TEXTAUSZUG —
Human Rights Watch dokumentierte zahlreiche Fälle, bei denen Raketen mit PFM-Antipersonenminen, auch „Schmetterlingsminen“ oder „Blattminen“ genannt, auf die von Russland besetzten Gebiete in der Nähe russischer Militäreinrichtungen abgefeuert wurden. Die Ukraine ist Vertragsstaat des Übereinkommens zu Antipersonenminen von 1997, das jeglichen Einsatz solcher Landminen verbietet.

Die russischen Streitkräfte haben seit ihrem Einmarsch in die Ukraine am 24. Februar 2022 in mehreren Gebieten der Ukraine Antipersonenminen eingesetzt, darunter auch durch Opfer aktivierte Sprengfallen. Human Rights Watch hat bereits drei Berichte veröffentlicht, die den Einsatz von Antipersonenminen durch die russischen Streitkräfte in der Ukraine im Jahr 2022 dokumentieren.

DATEN ZUR AUFGABE —
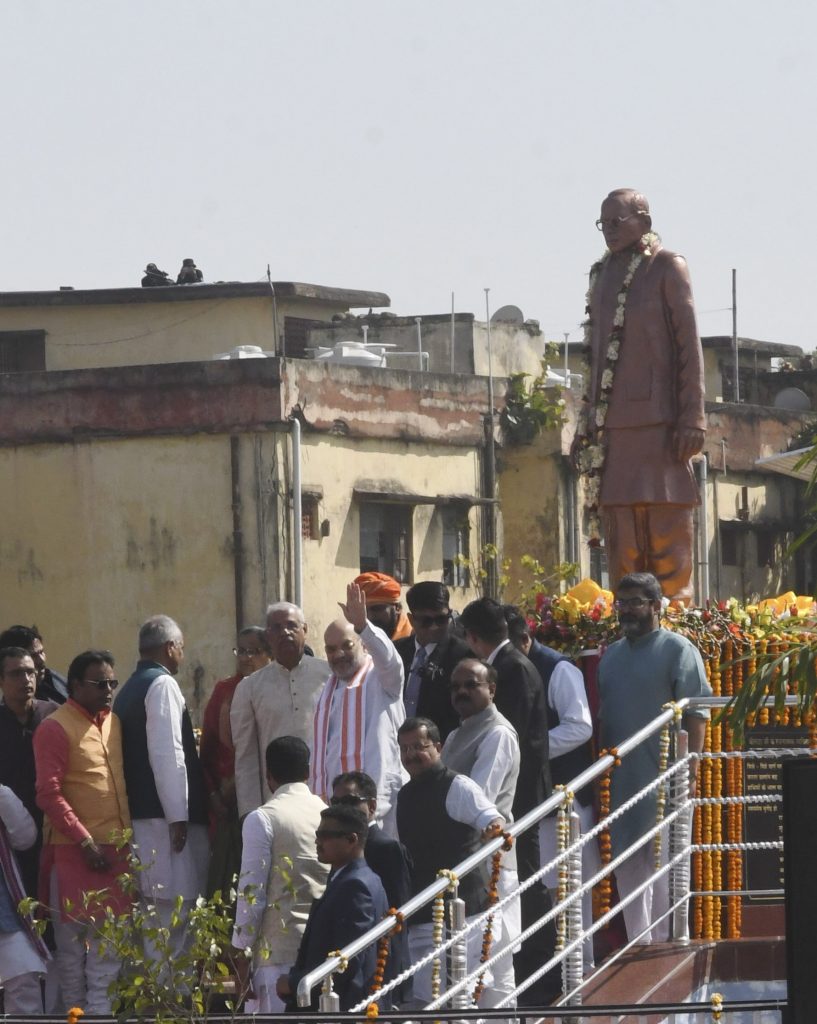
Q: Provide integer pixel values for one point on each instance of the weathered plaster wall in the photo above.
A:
(138, 334)
(102, 534)
(121, 505)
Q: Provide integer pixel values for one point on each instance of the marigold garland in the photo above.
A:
(493, 895)
(384, 944)
(437, 923)
(562, 842)
(604, 888)
(592, 451)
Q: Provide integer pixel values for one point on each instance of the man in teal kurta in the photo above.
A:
(638, 675)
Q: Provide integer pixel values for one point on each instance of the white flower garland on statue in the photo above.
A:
(592, 450)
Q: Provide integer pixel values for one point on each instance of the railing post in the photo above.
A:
(329, 1003)
(458, 954)
(573, 963)
(679, 841)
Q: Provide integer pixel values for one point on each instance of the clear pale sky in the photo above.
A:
(415, 148)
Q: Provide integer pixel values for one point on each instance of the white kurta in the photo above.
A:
(165, 873)
(383, 713)
(273, 701)
(16, 953)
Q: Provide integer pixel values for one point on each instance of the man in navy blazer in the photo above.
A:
(354, 901)
(430, 654)
(388, 858)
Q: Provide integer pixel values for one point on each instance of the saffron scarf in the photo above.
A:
(8, 865)
(352, 723)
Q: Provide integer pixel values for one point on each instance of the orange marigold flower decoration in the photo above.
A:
(487, 935)
(605, 843)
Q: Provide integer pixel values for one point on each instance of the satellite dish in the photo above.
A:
(508, 314)
(793, 399)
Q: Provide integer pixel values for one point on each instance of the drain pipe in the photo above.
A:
(297, 512)
(238, 535)
(704, 529)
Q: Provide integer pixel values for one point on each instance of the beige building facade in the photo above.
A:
(169, 488)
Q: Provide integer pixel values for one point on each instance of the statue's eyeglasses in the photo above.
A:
(631, 602)
(614, 221)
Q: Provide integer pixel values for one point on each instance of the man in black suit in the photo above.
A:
(387, 857)
(521, 698)
(354, 901)
(50, 685)
(430, 655)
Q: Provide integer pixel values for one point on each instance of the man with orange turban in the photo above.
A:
(383, 604)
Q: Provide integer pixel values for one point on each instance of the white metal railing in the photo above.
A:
(675, 829)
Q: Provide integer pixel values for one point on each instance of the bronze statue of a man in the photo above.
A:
(642, 418)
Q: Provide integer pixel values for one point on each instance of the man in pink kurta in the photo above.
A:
(81, 790)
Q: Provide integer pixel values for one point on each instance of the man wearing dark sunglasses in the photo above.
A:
(81, 788)
(643, 418)
(430, 655)
(638, 676)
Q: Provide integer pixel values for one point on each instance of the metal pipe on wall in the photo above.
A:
(297, 513)
(238, 535)
(491, 580)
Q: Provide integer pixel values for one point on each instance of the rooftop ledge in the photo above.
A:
(191, 293)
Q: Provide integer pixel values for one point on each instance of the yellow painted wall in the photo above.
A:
(98, 536)
(336, 464)
(532, 509)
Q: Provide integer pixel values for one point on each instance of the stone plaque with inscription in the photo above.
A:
(763, 822)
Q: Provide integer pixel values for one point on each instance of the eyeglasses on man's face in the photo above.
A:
(416, 748)
(348, 800)
(613, 222)
(426, 622)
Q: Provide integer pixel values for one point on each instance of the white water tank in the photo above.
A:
(245, 352)
(353, 353)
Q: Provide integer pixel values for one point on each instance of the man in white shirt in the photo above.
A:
(166, 792)
(359, 709)
(486, 749)
(281, 875)
(442, 818)
(570, 749)
(280, 699)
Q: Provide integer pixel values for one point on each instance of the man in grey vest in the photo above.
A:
(448, 807)
(570, 749)
(273, 903)
(166, 791)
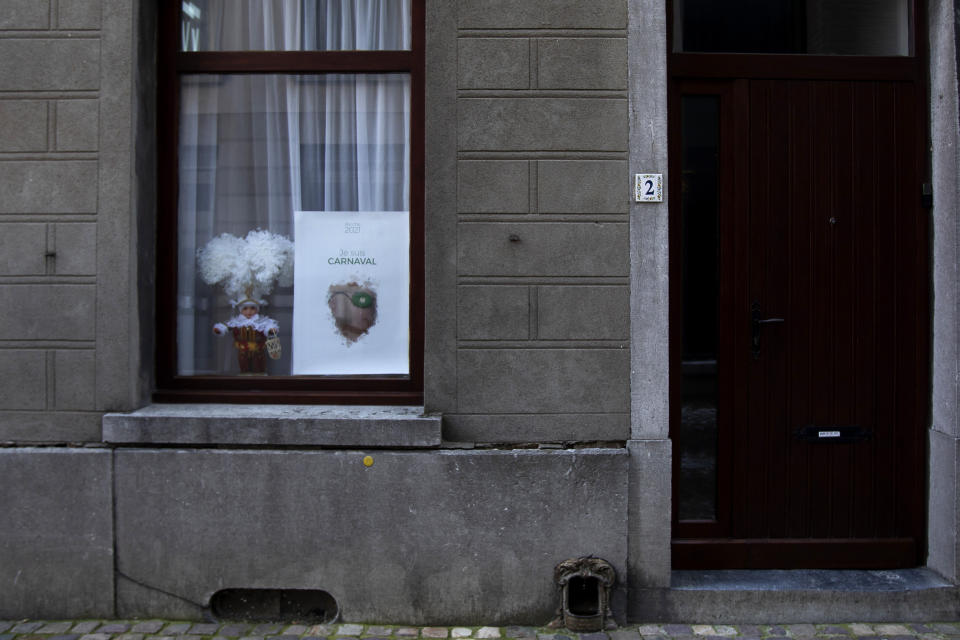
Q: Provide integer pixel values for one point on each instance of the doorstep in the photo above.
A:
(794, 596)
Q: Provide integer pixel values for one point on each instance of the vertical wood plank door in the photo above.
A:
(822, 314)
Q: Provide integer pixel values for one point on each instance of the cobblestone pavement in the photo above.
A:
(176, 630)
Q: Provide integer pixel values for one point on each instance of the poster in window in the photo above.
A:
(351, 293)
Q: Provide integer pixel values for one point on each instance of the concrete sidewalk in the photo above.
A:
(176, 630)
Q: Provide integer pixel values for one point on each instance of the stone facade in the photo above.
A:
(547, 304)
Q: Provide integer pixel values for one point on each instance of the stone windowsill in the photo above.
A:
(276, 425)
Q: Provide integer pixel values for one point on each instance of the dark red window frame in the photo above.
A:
(372, 389)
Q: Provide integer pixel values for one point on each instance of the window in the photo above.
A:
(816, 27)
(290, 235)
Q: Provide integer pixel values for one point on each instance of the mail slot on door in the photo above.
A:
(832, 433)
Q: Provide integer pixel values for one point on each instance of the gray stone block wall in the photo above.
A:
(56, 533)
(542, 239)
(65, 215)
(944, 510)
(448, 537)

AUFGABEN —
**1.** Gib von den Zeilen unter dem Textauszug alles ab der Zeile mit „block wall in the photo above.“ bis hinunter zum Ende dieser Zeilen wörtlich wieder.
**2.** Schreib den Text über russische Antipersonenminen in der Ukraine weiter, wo er aufhört.

LÖSUNGEN —
**1.**
Q: Provide integer pixel values for one point on each instance of the gray stone block wall in the photo above.
A:
(56, 533)
(542, 239)
(65, 215)
(944, 510)
(448, 537)

**2.**
„Die ukrainischen Streitkräfte haben anscheinend in großem Umfang Landminen in der Gegend von Isjum verstreut, was zu Opfern unter der Zivilbevölkerung führt und ein permanentes Risiko für die Menschen darstellt“, sagte Steve Goose, Direktor der Abteilung Waffen bei Human Rights Watch. „Die russischen Streitkräfte haben wiederholt Antipersonenminen eingesetzt und im ganzen Land Gräueltaten begangen. Das rechtfertigt jedoch nicht den ukrainischen Einsatz dieser verbotenen Waffen.“

Explodierte PFM-1S-Antipersonenmine, auch "Schmetterlings-" oder "Blattmine" genannt, die von Human Rights Watch im September 2022 in der Region Isjum gefunden wurde. Die Mine gibt es in verschiedenen Farben, darunter grün und braun. Die Mine ist mit 37 Gramm Flüssigsprengstoff gefüllt und so gebaut, dass sie detoniert, wenn genügend geballter Druck auf den Minenkörper ausgeübt wird. PFM-1S-Minen sind mit einem Selbstzerstörungszünder ausgestattet, der nach bis zu 40 Stunden detonieren soll, doch der Mechanismus versagt häufig, so dass die Mine noch jahrelang gefährlich ist. © 2022 Human Rights Watch

Während die meisten Typen von Antipersonenminen von Hand verlegt werden, werden die in und um Isjum eingesetzten PFM-Antipersonenminen von Flugzeugen, Raketen und Artillerie verstreut oder von Spezialfahrzeugen oder Abschussvorrichtungen abgefeuert. Der Einsatz von Antipersonenminen verstößt gegen das humanitäre Völkerrecht, da diese Waffen nicht zwischen Zivilpersonen und Kombattanten unterscheiden können. Nicht geräumte Landminen führen zu Vertreibungen, behindern die Lieferung und Verteilung humanitärer Güter und verhindern landwirtschaftliche Aktivitäten.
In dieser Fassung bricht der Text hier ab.